**EXERCISE REQUIREMENTS:** Switch "ladybug" to "beetle" and reproduce these lines with no other change.

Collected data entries

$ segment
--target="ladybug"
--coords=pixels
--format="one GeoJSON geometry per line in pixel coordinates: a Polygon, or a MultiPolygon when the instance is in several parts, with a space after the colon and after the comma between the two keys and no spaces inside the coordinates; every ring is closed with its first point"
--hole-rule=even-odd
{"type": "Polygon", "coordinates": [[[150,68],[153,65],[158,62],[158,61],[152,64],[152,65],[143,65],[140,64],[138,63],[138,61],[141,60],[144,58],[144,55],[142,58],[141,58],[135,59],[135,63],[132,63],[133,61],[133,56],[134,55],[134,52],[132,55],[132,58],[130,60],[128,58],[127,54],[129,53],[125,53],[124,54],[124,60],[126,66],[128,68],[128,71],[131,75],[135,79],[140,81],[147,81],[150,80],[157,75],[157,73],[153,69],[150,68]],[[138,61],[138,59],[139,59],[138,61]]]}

**TASK SOLUTION:**
$ segment
--target="beetle"
--coords=pixels
--format="one GeoJSON geometry per line in pixel coordinates: a Polygon, or a MultiPolygon when the instance is in several parts, with a space after the colon and after the comma between the two keys and no spaces inside the coordinates; every ring is closed with its first point"
--hole-rule=even-odd
{"type": "Polygon", "coordinates": [[[150,68],[153,65],[158,62],[158,61],[152,64],[152,65],[143,65],[140,64],[138,63],[138,61],[141,60],[144,58],[144,55],[142,58],[141,58],[135,59],[135,63],[132,63],[133,61],[133,56],[134,55],[134,52],[132,55],[132,58],[130,60],[128,58],[127,54],[129,53],[125,53],[124,54],[124,60],[126,66],[128,68],[128,71],[131,75],[135,79],[140,81],[147,81],[150,80],[157,75],[157,73],[153,69],[150,68]],[[138,61],[138,59],[139,59],[138,61]]]}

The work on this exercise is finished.